▶ EXTRAIT DU DOCUMENT:
═══

L’impasse du glyphosate
Quand une agence fédérale responsable de la protection sanitaire du public hésite entre deux taux d’empoisonnement que la population pourrait tolérer, il y a quelque chose qui ne tourne pas rond
Quand l’Agence de réglementation de la lutte antiparasitaire (ARLA), une agence fédérale responsable de la protection de la santé publique, hésite entre deux taux d’empoisonnement que la population pourrait tolérer, il y a quelque chose qui ne tourne pas rond, c’est le moins qu’on puisse dire.
L’hésitation de l’ARLA, provoquée in extremis et en dernier recours uniquement à la suite des réactions du public, en dit long sur les failles du système actuel. De toute évidence, plusieurs gestionnaires mandatés pour la défense de l’intérêt public n’ont pas fait leur travail en amont dans l’analyse de la demande de Bayer.
La proposition soumise à l’ARLA entre en contradiction avec plusieurs des orientations définies dans son mandat en vertu de la Loi sur les produits antiparasitaires, notamment de se conformer au principe de précaution et de faire preuve de transparence. Elle est décriée par l’Union nationale des fermiers, qui souhaite même voir interdire l’utilisation de glyphosate en prérécolte.
Remarquez, nous ne sommes pas en terrain totalement inconnu. Avec la décision de la Financière agricole du Québec à l’automne 2020 de rembourser (pas seulement d’autoriser), en utilisant des fonds publics, l’application de glyphosate en prérécolte, voilà maintenant une autre manifestation de l’abysse qui sépare les pratiques agricoles recommandées de celles souhaitées par les citoyens. Et de l’écart entre les discours et la réalité.

═══

▶ TÂCHE À RÉALISER:
Répondez aux questions suivantes d'après le texte sur le glyphosate ci-dessus :
1. Quelle entreprise a soumis la demande analysée par l'ARLA ?
2. Quelle organisation souhaite voir interdire l'utilisation de glyphosate en prérécolte ?
3. Qu'a décidé la Financière agricole du Québec à l'automne 2020 ?

═══

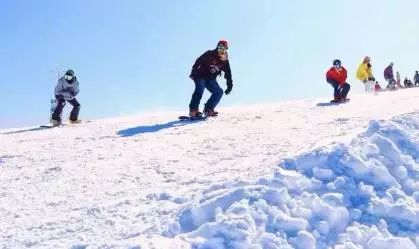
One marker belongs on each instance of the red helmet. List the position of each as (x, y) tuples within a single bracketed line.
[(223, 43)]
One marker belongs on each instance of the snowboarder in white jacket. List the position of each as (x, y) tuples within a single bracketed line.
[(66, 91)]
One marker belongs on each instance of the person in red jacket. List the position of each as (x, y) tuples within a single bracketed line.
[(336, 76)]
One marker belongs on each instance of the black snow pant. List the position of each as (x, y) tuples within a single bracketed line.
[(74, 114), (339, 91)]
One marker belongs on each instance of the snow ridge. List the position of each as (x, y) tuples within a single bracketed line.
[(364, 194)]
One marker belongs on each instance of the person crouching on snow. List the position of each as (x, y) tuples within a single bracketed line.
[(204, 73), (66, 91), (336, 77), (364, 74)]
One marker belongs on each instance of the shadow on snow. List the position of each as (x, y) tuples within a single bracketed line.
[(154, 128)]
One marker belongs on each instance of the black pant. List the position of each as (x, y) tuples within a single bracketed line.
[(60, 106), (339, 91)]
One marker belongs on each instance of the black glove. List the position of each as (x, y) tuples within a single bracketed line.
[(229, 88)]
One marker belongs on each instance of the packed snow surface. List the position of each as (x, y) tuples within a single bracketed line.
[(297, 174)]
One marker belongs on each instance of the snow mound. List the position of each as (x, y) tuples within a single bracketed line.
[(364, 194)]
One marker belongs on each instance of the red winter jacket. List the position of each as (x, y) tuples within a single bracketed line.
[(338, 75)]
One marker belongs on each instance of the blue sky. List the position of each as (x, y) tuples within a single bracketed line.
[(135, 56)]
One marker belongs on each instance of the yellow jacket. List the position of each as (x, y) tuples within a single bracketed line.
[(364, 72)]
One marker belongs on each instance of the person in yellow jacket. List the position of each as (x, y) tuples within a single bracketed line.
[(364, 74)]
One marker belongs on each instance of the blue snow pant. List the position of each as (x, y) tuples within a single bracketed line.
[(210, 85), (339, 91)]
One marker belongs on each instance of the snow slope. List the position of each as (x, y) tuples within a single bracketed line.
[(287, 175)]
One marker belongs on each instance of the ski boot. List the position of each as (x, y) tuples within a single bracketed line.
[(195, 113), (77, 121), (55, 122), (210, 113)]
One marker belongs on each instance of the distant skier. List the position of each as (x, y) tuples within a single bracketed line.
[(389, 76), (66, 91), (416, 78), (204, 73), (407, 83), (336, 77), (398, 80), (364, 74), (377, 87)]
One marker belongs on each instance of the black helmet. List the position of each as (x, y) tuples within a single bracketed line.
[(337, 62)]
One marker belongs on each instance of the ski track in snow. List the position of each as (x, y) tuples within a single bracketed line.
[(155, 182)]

═══

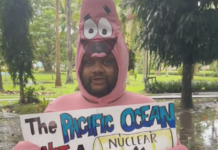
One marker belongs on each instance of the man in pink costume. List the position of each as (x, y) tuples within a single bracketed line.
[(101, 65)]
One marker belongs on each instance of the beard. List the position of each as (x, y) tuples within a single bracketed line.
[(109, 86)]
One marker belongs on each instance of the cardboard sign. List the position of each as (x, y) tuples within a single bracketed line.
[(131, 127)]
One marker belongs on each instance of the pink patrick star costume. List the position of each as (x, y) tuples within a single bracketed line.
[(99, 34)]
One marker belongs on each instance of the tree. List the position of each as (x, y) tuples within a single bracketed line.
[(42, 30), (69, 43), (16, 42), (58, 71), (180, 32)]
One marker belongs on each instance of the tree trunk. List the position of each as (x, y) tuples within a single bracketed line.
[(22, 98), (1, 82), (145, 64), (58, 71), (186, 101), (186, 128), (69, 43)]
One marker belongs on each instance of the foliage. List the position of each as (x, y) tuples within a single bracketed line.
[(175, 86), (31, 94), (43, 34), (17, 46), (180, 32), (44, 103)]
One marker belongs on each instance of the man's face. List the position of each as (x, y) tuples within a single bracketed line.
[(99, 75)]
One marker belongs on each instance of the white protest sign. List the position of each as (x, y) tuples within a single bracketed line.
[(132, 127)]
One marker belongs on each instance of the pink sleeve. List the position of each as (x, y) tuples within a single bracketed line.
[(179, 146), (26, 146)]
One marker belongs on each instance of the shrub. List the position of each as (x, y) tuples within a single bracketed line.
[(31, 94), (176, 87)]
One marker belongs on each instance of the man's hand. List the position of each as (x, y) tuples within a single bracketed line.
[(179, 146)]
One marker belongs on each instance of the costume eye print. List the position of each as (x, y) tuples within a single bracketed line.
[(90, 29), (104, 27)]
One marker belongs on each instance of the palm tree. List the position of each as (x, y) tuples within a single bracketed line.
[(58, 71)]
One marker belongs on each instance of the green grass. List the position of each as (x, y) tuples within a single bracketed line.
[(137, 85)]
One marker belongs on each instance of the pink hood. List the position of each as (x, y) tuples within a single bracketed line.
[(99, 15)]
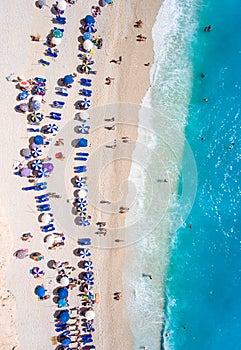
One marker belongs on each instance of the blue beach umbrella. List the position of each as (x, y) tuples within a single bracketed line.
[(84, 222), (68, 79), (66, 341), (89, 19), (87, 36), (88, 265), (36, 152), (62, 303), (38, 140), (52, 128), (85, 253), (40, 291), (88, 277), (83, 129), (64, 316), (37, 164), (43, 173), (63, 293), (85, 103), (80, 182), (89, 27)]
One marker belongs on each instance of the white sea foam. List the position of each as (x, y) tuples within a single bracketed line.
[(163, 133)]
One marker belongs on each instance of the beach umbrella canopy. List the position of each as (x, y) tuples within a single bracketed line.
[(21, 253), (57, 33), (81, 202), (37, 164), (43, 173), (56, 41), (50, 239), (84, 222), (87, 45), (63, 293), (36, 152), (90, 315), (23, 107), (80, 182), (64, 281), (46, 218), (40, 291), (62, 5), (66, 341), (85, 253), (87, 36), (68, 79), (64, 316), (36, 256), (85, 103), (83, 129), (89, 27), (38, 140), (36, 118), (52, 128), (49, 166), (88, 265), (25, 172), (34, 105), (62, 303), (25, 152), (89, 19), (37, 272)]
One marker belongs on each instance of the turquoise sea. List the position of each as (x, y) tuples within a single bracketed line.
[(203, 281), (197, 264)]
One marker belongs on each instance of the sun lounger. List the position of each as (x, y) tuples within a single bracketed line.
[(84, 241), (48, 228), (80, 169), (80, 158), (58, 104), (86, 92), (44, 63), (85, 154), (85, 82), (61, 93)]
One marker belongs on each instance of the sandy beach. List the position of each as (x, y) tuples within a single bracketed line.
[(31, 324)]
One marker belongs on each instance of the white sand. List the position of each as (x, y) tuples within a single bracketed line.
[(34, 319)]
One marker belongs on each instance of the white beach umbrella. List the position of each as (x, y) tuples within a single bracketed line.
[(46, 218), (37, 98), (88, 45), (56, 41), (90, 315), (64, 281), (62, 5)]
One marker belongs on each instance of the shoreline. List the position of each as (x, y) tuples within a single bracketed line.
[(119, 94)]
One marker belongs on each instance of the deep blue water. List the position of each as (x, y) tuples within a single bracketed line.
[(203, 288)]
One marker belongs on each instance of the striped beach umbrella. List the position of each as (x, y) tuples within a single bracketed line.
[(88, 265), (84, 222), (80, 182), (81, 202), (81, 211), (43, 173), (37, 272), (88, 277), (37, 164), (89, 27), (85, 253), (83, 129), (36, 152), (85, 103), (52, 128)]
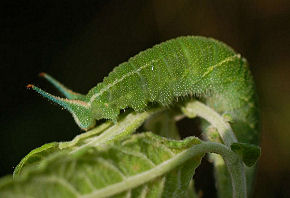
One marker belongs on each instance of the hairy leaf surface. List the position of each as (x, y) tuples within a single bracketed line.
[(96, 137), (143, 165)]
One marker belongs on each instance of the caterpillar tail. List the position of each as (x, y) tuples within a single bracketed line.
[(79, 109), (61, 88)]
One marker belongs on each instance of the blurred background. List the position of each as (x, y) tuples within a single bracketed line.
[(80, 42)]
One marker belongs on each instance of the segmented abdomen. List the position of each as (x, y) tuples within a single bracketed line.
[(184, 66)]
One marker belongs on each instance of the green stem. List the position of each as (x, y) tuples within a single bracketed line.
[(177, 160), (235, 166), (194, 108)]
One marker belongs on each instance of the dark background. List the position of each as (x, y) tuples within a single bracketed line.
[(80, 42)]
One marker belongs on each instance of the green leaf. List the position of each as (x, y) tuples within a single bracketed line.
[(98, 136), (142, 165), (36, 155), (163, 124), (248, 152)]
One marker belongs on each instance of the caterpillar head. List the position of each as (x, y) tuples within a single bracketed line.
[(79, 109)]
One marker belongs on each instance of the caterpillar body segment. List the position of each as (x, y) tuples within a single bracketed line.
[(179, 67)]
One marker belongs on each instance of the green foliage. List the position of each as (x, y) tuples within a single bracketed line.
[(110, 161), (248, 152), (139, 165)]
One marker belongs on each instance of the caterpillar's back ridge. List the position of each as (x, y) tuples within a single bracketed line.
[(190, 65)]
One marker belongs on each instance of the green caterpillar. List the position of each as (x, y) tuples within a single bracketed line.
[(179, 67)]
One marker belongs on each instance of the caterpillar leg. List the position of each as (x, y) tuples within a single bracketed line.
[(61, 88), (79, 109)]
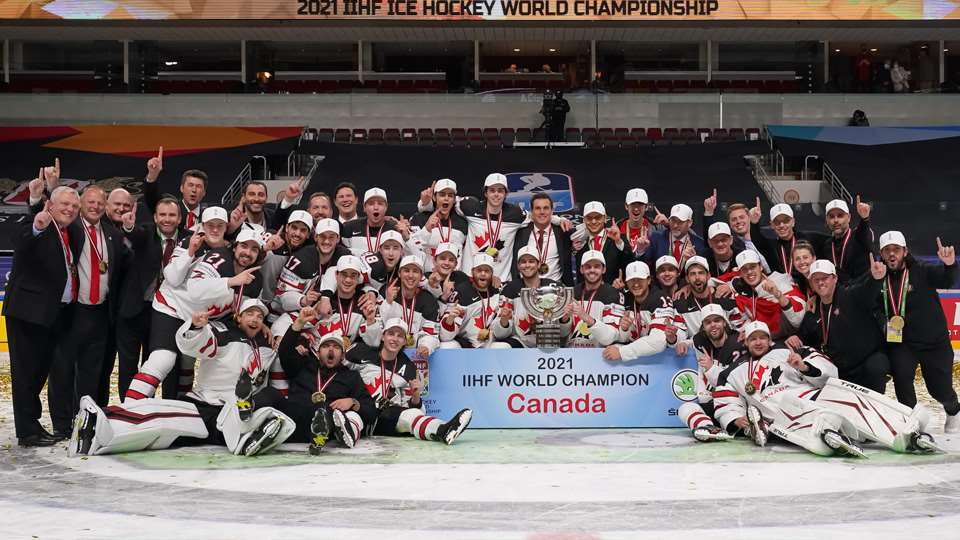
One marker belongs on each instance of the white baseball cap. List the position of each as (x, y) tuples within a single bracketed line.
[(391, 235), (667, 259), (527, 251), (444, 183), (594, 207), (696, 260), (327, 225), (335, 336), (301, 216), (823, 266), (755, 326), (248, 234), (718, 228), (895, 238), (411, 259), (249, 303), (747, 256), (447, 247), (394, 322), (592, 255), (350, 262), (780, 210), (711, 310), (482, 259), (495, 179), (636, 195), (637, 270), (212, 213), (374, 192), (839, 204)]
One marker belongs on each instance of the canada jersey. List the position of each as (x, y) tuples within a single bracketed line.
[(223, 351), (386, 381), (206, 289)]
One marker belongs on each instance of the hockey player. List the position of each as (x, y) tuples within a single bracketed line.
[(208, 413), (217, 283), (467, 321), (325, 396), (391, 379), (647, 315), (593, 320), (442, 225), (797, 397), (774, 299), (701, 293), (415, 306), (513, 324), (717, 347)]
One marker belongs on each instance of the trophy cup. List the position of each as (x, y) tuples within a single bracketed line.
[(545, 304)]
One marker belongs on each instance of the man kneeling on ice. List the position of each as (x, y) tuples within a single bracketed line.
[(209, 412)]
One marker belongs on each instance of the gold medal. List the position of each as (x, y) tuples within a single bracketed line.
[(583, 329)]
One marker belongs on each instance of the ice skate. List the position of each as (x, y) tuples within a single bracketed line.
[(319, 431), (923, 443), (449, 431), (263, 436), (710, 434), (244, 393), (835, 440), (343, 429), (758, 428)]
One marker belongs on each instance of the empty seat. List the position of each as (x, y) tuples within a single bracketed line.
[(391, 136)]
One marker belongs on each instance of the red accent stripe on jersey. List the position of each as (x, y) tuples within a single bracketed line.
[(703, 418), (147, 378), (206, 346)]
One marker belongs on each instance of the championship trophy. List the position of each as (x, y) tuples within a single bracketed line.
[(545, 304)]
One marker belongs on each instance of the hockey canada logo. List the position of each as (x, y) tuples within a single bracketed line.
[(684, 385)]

═══

▶ EXERCICE CORRIGÉ:
1. Bayer.
2. L'Union nationale des fermiers.
3. Elle a décidé de rembourser, avec des fonds publics, l'application de glyphosate en prérécolte.